Reproduce the material from the line containing "segment white snow field, all instances" through the end of the material, both included. Rename "white snow field" to "snow-covered ground" and leave everything else unchanged.

[begin RAW DATA]

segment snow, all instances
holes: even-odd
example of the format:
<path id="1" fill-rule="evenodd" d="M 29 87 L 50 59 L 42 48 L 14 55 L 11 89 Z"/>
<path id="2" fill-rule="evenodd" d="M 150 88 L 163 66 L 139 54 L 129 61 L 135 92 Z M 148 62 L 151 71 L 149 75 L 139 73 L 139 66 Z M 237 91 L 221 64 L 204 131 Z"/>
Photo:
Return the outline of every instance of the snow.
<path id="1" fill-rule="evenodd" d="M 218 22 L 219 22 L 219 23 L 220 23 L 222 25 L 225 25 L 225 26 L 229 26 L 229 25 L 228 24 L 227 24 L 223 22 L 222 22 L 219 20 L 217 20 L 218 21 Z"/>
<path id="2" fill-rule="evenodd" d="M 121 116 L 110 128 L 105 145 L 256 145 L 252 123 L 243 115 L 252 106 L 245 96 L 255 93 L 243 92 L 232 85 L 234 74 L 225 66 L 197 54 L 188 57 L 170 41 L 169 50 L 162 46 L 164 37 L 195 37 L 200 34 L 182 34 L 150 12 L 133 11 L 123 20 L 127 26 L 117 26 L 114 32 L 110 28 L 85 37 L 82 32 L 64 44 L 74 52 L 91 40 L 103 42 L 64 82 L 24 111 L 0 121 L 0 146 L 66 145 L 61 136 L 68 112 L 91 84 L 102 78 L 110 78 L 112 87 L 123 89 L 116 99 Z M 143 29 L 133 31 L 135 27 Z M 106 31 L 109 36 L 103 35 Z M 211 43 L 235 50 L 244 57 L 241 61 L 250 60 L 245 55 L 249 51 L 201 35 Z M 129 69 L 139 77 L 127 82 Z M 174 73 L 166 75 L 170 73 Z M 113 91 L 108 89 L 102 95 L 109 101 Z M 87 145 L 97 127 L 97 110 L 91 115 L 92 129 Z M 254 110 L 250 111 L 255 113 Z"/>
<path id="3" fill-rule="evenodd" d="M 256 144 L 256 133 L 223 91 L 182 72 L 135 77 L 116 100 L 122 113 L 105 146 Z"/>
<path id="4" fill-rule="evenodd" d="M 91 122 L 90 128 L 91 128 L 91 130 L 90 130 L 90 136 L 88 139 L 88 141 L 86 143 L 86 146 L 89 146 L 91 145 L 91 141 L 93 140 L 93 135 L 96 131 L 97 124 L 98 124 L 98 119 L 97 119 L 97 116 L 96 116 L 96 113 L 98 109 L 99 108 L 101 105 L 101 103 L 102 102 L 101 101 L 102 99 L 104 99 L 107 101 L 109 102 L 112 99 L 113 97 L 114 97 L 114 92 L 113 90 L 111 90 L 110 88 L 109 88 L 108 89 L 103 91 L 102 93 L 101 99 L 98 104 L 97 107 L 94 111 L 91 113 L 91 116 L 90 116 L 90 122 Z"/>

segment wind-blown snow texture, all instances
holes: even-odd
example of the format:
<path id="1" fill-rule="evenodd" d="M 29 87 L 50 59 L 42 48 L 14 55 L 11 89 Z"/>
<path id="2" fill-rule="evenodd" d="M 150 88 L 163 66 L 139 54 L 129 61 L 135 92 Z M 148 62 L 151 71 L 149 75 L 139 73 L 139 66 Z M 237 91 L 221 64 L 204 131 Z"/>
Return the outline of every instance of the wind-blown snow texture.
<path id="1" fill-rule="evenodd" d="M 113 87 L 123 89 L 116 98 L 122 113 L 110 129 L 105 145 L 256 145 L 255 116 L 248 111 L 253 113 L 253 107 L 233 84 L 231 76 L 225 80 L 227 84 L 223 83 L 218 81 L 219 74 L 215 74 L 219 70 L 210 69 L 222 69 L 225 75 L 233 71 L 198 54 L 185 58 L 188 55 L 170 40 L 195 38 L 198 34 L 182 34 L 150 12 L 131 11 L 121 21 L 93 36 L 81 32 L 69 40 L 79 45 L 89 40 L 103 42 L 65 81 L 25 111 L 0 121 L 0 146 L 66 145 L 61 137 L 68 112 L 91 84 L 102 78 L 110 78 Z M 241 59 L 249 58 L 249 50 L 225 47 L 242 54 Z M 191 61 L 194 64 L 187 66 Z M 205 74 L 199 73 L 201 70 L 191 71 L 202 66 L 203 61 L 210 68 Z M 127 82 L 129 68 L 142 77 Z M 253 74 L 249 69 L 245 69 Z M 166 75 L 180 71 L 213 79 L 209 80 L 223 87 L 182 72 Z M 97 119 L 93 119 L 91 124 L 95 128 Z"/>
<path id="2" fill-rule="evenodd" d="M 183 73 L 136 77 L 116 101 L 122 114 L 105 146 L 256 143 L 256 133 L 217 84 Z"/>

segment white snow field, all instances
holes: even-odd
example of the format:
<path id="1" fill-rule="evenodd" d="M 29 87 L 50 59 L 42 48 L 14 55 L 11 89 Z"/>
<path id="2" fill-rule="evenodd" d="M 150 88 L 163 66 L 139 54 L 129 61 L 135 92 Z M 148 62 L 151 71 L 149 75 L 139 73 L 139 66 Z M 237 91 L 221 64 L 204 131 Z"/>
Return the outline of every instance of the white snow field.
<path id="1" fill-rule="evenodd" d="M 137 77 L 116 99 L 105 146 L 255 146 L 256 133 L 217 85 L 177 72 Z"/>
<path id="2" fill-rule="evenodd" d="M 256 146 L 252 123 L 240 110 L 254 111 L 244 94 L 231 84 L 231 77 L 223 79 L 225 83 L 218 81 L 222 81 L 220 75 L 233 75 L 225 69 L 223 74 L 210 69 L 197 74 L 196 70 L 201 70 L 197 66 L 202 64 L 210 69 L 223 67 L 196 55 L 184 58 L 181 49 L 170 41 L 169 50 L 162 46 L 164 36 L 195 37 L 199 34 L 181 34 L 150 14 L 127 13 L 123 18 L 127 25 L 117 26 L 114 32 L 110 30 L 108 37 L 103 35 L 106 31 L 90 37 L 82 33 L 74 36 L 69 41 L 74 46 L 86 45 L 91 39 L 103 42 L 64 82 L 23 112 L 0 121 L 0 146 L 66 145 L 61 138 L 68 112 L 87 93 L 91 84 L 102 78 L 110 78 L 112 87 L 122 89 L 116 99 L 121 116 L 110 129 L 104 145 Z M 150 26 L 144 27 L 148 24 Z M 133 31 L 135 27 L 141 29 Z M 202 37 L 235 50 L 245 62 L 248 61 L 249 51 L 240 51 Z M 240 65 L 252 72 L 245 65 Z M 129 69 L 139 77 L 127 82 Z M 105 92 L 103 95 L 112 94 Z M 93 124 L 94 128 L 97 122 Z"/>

[end RAW DATA]

RESPONSE
segment snow-covered ground, all instances
holes: even-odd
example of the format:
<path id="1" fill-rule="evenodd" d="M 29 87 L 50 59 L 42 48 L 14 55 L 11 89 Z"/>
<path id="2" fill-rule="evenodd" d="M 150 88 L 163 66 L 139 54 L 129 61 L 135 92 Z M 148 62 L 151 71 L 149 75 L 139 73 L 139 66 Z M 237 91 L 221 64 L 204 131 Z"/>
Return the outline of every instance of the snow-covered ground.
<path id="1" fill-rule="evenodd" d="M 137 77 L 116 99 L 105 146 L 255 146 L 256 133 L 217 85 L 177 72 Z"/>
<path id="2" fill-rule="evenodd" d="M 256 146 L 252 123 L 240 110 L 254 111 L 244 94 L 231 84 L 231 77 L 223 79 L 225 83 L 218 81 L 222 81 L 220 75 L 233 75 L 225 69 L 223 74 L 210 69 L 197 74 L 196 70 L 201 70 L 197 66 L 202 64 L 210 69 L 223 67 L 196 55 L 184 58 L 181 49 L 170 41 L 169 50 L 162 46 L 164 36 L 195 37 L 199 34 L 181 34 L 150 14 L 127 13 L 123 18 L 127 25 L 117 26 L 114 32 L 110 30 L 108 37 L 103 35 L 106 31 L 90 37 L 82 33 L 74 36 L 69 41 L 74 46 L 86 45 L 91 39 L 103 42 L 64 82 L 23 112 L 0 121 L 0 146 L 66 145 L 61 138 L 68 112 L 87 93 L 91 84 L 102 78 L 110 78 L 112 87 L 122 89 L 116 99 L 121 116 L 110 129 L 104 145 Z M 150 26 L 144 27 L 148 24 Z M 133 31 L 135 27 L 141 29 Z M 202 37 L 235 50 L 245 62 L 248 61 L 249 51 L 240 51 Z M 240 65 L 252 72 L 245 65 Z M 129 69 L 139 77 L 127 82 Z M 105 92 L 103 95 L 112 94 Z M 93 124 L 94 128 L 97 122 Z"/>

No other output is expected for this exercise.